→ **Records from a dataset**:
========================

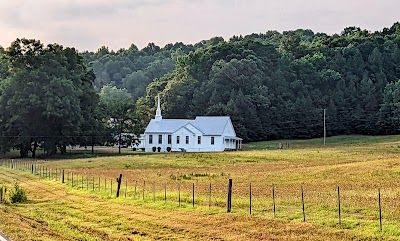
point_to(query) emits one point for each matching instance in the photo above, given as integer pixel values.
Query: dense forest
(273, 85)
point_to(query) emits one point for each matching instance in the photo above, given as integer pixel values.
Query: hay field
(359, 165)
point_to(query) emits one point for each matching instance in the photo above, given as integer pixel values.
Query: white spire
(158, 112)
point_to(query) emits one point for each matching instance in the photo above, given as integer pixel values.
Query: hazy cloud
(118, 23)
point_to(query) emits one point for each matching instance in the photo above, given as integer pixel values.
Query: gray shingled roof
(209, 125)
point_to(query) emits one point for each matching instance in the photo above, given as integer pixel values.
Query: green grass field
(360, 165)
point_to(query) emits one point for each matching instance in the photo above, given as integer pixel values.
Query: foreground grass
(55, 212)
(359, 165)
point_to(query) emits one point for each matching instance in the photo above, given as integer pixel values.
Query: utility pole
(324, 127)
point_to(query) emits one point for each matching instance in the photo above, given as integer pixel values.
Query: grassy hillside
(359, 165)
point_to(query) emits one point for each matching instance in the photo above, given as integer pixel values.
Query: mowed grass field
(86, 211)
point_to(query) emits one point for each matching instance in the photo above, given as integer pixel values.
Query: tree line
(273, 85)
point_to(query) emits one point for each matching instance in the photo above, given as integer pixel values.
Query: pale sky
(89, 24)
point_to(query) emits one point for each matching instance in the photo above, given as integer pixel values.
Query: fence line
(72, 179)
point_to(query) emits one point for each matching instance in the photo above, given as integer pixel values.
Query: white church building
(203, 134)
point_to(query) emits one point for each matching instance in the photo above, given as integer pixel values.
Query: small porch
(233, 143)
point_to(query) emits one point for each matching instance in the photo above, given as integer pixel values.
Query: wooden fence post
(179, 194)
(154, 192)
(380, 209)
(250, 193)
(144, 187)
(165, 193)
(193, 195)
(126, 187)
(134, 194)
(302, 202)
(229, 202)
(209, 197)
(273, 200)
(119, 180)
(339, 208)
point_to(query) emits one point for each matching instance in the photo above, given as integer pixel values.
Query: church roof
(208, 125)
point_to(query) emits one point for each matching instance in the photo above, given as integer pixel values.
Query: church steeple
(158, 111)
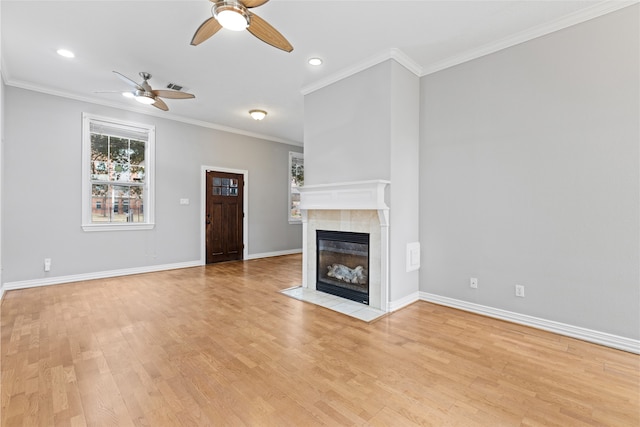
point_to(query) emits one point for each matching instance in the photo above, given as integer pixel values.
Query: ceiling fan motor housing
(228, 14)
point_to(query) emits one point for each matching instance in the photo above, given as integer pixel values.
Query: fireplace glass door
(343, 264)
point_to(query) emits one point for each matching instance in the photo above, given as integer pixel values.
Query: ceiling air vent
(174, 86)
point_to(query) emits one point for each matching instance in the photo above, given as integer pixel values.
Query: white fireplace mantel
(359, 195)
(339, 207)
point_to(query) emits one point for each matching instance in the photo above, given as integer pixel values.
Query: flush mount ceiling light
(66, 53)
(258, 114)
(231, 15)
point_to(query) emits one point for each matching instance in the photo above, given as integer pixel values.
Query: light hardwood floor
(219, 345)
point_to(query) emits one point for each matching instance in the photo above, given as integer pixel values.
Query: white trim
(142, 110)
(358, 195)
(203, 209)
(602, 338)
(47, 281)
(403, 302)
(583, 15)
(395, 54)
(272, 254)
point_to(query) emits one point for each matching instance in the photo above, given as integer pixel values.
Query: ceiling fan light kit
(231, 15)
(145, 94)
(144, 97)
(235, 15)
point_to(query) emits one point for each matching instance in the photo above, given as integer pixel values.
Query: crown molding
(575, 18)
(142, 110)
(395, 54)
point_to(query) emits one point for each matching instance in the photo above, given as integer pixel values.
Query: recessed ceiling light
(258, 114)
(66, 53)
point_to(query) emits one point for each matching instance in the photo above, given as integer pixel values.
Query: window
(117, 174)
(296, 180)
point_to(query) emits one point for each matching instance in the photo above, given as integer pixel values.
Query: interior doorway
(224, 216)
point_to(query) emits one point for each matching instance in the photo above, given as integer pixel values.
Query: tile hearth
(335, 303)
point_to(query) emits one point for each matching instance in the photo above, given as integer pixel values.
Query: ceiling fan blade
(253, 3)
(265, 32)
(128, 81)
(173, 94)
(160, 104)
(206, 30)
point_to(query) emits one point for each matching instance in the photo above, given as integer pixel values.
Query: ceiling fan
(145, 94)
(235, 15)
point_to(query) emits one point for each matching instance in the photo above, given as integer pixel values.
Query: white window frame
(292, 155)
(148, 188)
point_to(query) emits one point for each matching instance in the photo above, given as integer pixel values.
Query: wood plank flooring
(220, 346)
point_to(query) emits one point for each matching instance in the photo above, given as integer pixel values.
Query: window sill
(116, 227)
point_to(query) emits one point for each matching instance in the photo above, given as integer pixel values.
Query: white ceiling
(232, 73)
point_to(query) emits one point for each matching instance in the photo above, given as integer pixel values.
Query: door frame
(203, 209)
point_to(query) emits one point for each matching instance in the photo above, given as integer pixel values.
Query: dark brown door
(224, 216)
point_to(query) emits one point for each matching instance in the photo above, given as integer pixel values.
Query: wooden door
(224, 216)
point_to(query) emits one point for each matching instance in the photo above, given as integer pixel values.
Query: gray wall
(529, 174)
(41, 196)
(347, 129)
(365, 127)
(404, 165)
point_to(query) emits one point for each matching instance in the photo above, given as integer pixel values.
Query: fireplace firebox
(343, 264)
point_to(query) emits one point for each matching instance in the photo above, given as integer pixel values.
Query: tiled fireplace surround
(351, 206)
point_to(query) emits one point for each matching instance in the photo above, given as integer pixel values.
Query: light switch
(413, 256)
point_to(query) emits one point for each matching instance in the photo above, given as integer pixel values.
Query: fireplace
(343, 264)
(352, 208)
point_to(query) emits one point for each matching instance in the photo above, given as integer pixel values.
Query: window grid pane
(117, 159)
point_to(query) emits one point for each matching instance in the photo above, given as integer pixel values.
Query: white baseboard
(602, 338)
(271, 254)
(46, 281)
(403, 302)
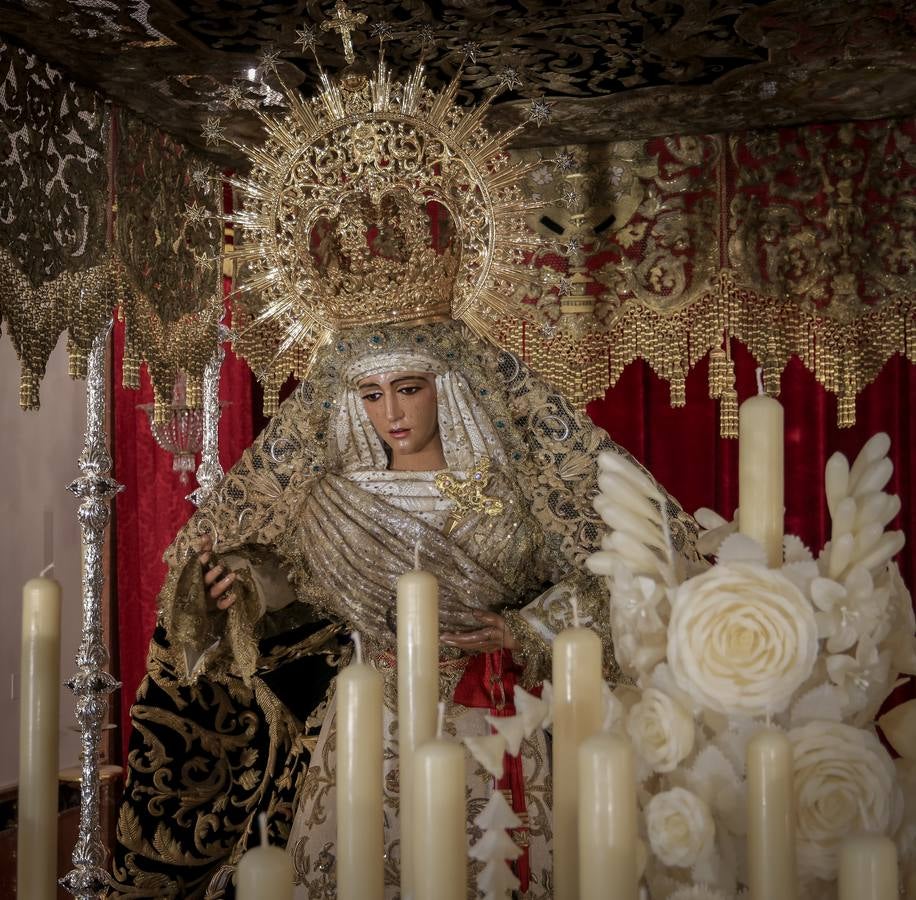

========================

→ **Short problem**:
Gather every line of the listing above that contains the word "church". Case counts, so match only that exact capitalization.

→ **Solution for this task**:
Query: white church building
Query: church roof
Query: church steeple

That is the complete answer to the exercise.